Pull the passage from the film essay that starts at "In the role" and ends at "to the world.", copying it word for word.

» Page text
----------

Thursday, January 25, 2007

Safe

Now, having watched Mon Oncle twice and Safe once, I begin to see the two movies in relation to each other, especially in the comparison of Carol White to Mme. Arpel, the houses which they occupy, and the two worlds portrayed by the movies that attempt to exist simultaneously.

In the role of the housewife, Carol and Mme. Arpel are both bound by societally-imposed and self-imposed expectations, relating largely to gender and class.

Both characters try to create a veneer of perfection to present to the world.

Mme. Arpel is constantly cleaning her home, the car, her husband, her child, and, well, anything she can get her hands on. Without fail, she turns on and off the fish fountain to demonstrate their wealth and status - ensuring the fountain is on before the guest arrives and only turned off after he or she leaves gives the impression that they can afford to enjoy the fountain all the time. At the beginning of Mon Oncle, everything in Mme. Arpel's uber-modern home has a place to which it belongs, down to the pebbles making up the well-manicured "lawn." She is the only one who can deftly manage the many gadgets of the kitchen, quick to show off her skills to any guest. Of course, like a good housewife, she is apologetic and gracious upon being "interrupted," though arguably, it is also part of her duty to be constantly ready to present herself and her home.

Carol has also fashioned a suitable mask of "the housewife" to wear. At the beginning of the film, Carol is engrossed in the interior design of her house--it is her only interest. she maintains her body through aerobics classes--not because she enjoys them necessarily, but more because she should. Her lack of commitment to the exercise, I think, is shown by the fact that Carol does not sweat. She does not give up any part of herself to the activity, remaining instead a kind of inert presence. She may move but she doesn't leave a trace of herself behind. Oddly, Carol's friends admire this--an unnatural trait--which suggests the kind of woman who is valued in this postmodern society: the woman who can control absolutely every aspect of her life, as unrealistic as that may be. Carol submits rather indifferently to her "wifely duties"--I say indifferently because, as Professor Burke mentioned in class, I perceived blankness from Carol during the sex scene. She was not resentful. She was merely on auto-pilot. Unlike Mme. Arpel, however, Carol's mask soon begins to crack, as she is faced with unexpected event after unexpected event. While Mme. Arpel handles the surprises with the sort of bumbling about allowed in her character, Carol does not have that luxury. Though the mistress of the house, Carol is child-like and does not handle change well. A misplaced phone book, the wrong colour couch and she loses her balance.

----------

» Data rows
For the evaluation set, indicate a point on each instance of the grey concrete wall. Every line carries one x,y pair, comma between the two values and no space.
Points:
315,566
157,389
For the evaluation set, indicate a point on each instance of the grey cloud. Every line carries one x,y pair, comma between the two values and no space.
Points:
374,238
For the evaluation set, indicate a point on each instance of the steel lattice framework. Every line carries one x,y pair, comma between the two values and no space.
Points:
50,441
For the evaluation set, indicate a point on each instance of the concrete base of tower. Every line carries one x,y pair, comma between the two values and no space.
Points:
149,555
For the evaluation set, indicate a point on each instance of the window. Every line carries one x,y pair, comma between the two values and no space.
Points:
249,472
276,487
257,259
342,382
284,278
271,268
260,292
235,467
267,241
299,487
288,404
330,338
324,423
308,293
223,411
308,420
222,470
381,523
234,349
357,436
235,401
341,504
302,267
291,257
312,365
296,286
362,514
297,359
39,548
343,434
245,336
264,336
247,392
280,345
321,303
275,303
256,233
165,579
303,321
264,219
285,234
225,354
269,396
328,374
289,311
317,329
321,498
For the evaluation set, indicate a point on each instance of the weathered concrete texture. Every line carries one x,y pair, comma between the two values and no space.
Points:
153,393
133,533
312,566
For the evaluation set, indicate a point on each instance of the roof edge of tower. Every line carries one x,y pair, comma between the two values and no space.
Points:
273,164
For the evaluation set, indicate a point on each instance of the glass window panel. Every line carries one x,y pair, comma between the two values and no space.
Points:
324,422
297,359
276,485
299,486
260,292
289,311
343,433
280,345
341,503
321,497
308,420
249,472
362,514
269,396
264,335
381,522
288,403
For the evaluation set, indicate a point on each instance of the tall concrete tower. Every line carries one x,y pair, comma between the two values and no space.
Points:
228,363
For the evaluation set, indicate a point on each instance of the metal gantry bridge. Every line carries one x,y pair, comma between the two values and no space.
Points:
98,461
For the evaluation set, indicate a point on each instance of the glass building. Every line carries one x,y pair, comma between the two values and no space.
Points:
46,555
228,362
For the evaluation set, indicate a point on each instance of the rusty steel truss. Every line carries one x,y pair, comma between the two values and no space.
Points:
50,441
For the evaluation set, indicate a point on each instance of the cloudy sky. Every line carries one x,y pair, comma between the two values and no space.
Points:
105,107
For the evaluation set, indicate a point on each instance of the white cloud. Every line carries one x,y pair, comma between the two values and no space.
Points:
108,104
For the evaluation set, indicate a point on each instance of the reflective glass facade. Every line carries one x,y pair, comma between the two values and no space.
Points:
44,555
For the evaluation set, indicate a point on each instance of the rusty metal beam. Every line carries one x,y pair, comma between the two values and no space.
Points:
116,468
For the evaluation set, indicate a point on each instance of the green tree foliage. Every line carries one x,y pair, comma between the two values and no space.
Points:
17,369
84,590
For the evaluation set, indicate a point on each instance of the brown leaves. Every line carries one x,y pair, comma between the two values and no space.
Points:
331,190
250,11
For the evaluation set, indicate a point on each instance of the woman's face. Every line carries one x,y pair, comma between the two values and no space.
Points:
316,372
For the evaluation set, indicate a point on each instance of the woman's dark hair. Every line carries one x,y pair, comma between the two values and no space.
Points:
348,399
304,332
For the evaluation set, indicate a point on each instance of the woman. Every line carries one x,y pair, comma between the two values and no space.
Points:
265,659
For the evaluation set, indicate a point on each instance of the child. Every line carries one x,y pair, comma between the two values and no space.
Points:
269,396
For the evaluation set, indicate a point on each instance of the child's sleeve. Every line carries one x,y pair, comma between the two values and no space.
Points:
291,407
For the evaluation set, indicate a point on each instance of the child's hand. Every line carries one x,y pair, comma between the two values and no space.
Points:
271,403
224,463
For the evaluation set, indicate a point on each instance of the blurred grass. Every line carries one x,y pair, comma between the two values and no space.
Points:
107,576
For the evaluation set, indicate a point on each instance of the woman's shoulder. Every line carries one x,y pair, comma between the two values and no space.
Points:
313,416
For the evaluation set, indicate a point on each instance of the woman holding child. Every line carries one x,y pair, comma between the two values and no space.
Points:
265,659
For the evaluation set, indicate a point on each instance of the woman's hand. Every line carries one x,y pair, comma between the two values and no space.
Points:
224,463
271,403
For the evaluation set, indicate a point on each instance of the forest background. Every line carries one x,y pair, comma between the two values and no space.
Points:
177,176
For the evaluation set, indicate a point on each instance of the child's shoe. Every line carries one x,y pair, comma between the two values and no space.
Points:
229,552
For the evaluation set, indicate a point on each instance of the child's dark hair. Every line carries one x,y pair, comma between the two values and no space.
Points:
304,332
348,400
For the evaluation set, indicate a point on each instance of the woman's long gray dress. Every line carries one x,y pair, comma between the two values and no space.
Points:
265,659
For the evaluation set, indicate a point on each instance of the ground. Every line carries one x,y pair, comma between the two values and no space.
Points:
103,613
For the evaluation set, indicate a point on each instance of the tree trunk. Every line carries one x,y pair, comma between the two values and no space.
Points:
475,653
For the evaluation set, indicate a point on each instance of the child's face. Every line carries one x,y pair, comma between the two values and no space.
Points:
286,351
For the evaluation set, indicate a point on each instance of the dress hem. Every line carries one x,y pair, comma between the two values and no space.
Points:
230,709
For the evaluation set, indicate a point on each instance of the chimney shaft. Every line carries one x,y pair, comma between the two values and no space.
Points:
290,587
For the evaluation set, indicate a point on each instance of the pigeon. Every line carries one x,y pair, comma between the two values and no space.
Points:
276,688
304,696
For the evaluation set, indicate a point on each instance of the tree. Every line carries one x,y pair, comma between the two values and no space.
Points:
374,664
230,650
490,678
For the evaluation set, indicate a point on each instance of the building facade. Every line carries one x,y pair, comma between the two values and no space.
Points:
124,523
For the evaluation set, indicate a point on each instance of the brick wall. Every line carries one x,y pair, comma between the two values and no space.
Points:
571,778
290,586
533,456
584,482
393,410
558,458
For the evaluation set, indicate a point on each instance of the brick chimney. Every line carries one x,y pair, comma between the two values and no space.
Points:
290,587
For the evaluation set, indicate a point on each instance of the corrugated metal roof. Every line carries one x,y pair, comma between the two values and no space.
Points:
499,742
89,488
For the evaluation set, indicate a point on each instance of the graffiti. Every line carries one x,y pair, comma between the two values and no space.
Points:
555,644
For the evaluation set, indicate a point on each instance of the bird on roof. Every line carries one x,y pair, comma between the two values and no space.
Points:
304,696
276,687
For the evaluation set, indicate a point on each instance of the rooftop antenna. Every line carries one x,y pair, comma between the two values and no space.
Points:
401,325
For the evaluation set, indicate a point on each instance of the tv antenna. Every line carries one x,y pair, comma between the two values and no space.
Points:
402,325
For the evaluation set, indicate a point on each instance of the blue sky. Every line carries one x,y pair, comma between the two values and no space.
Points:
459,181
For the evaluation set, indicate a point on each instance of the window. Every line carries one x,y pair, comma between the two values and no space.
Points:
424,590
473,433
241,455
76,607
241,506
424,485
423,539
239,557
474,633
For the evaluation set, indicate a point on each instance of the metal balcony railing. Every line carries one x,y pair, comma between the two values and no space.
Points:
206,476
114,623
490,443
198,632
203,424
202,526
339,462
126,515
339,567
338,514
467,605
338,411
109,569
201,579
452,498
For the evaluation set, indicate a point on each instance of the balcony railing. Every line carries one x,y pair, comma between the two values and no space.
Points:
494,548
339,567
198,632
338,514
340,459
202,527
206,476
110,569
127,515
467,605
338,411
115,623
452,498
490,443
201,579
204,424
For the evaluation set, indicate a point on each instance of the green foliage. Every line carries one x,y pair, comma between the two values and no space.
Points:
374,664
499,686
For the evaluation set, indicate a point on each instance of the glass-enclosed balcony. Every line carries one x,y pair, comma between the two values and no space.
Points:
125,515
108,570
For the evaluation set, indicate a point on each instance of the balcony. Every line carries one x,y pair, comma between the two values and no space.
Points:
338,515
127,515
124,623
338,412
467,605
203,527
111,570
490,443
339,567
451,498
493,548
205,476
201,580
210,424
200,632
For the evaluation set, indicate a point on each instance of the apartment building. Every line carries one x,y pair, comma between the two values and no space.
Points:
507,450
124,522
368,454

----------

» Answer in full
In the role of the housewife, Carol and Mme. Arpel are both bound by societally-imposed and self-imposed expectations, relating largely to gender and class.

Both characters try to create a veneer of perfection to present to the world.